## The task
Pull out every line in the rows below that contains the string "kitchen", treating uppercase and lowercase as different.

----- Provided records -----

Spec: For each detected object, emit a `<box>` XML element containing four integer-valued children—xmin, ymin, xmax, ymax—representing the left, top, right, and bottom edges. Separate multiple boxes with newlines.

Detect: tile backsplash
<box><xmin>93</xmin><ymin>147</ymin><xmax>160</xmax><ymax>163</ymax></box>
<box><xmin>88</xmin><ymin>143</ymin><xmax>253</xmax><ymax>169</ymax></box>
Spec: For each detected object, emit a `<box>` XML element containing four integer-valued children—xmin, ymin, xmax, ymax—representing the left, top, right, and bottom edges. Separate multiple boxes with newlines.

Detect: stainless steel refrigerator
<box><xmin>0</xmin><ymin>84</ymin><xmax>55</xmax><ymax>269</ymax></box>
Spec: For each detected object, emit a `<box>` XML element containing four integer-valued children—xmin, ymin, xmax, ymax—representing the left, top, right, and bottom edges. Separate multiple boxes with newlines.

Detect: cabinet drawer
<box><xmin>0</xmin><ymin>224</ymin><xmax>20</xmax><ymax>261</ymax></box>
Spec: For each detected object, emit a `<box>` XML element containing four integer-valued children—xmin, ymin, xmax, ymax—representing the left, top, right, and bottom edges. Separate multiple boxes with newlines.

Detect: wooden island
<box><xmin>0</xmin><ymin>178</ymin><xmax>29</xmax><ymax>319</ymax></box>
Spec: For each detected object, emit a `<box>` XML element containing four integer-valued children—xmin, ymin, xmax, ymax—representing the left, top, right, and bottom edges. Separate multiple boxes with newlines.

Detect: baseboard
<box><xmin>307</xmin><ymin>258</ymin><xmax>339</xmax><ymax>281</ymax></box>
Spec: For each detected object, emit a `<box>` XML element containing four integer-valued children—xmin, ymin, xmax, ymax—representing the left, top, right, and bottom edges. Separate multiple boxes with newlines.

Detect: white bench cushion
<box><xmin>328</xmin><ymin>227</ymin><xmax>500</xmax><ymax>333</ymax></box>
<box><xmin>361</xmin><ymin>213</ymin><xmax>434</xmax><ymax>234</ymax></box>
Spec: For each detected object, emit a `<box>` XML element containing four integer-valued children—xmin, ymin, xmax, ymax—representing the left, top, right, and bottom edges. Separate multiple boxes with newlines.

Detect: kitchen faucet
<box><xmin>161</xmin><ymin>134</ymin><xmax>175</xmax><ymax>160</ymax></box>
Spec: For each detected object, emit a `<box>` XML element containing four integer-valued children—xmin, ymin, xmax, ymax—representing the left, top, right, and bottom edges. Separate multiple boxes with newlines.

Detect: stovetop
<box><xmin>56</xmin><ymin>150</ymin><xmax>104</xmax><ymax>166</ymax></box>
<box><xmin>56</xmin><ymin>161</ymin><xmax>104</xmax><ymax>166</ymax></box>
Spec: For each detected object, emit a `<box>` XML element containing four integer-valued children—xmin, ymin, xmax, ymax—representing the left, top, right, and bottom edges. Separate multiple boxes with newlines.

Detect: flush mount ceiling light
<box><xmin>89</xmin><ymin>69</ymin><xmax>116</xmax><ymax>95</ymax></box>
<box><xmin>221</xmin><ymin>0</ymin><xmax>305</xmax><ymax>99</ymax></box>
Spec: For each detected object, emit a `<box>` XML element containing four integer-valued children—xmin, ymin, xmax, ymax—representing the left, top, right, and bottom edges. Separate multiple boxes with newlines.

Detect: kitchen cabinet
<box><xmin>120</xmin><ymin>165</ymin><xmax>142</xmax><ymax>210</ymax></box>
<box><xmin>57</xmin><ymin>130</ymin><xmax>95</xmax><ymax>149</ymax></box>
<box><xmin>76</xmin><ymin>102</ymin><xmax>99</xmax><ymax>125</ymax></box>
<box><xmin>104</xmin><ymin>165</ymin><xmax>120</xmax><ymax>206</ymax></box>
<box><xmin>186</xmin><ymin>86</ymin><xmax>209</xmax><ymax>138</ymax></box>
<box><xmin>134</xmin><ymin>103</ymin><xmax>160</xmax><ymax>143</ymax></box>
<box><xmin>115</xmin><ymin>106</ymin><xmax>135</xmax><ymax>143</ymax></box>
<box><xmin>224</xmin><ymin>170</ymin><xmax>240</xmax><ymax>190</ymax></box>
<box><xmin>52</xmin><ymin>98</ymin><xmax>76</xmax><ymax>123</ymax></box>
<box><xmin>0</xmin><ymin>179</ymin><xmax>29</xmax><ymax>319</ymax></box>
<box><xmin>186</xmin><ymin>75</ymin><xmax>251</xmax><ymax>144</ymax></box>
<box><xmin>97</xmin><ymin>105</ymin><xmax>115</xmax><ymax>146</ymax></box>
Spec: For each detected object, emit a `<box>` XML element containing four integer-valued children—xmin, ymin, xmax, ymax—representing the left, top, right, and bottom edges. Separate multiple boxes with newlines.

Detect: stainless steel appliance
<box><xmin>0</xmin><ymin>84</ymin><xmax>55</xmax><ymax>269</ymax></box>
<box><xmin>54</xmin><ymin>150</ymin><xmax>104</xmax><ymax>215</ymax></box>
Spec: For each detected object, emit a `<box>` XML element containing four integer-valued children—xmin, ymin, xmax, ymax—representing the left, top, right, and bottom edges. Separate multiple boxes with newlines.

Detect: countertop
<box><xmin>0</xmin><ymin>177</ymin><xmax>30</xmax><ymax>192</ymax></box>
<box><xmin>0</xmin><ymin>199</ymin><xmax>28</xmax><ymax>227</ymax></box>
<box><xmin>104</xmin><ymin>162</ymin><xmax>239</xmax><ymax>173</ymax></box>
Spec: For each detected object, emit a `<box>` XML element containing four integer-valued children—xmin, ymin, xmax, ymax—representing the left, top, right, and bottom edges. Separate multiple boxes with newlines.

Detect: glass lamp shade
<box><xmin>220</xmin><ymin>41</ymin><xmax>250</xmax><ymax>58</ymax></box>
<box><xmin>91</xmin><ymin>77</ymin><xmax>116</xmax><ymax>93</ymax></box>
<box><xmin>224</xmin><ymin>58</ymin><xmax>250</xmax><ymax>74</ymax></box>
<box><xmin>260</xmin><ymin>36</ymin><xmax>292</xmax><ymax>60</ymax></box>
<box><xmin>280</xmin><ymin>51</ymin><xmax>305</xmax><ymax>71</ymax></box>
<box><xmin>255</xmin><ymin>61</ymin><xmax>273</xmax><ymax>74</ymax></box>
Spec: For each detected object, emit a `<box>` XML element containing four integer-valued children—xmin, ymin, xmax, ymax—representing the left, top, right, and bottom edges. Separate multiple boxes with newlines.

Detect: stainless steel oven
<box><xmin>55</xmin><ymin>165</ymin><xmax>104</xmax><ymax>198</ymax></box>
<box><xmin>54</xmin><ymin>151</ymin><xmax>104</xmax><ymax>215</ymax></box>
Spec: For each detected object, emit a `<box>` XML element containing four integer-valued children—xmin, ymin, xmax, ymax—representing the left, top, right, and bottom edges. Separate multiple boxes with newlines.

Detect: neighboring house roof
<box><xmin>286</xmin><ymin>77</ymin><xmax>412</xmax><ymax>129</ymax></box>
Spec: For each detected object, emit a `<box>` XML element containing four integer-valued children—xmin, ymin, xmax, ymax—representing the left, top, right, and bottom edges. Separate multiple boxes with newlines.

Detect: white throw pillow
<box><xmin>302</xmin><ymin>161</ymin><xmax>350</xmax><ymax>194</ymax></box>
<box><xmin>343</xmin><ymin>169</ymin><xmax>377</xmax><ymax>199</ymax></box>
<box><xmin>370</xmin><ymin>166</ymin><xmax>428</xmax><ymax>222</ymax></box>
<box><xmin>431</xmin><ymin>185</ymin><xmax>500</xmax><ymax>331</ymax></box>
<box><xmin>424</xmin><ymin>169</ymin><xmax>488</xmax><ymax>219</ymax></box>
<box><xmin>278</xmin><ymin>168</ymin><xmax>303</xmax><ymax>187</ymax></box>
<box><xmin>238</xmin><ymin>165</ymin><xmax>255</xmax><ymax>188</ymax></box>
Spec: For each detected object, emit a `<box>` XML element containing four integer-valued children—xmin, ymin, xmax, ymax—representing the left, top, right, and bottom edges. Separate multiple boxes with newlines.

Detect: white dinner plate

-----

## Written reply
Detect: kitchen faucet
Detect: kitchen cabinet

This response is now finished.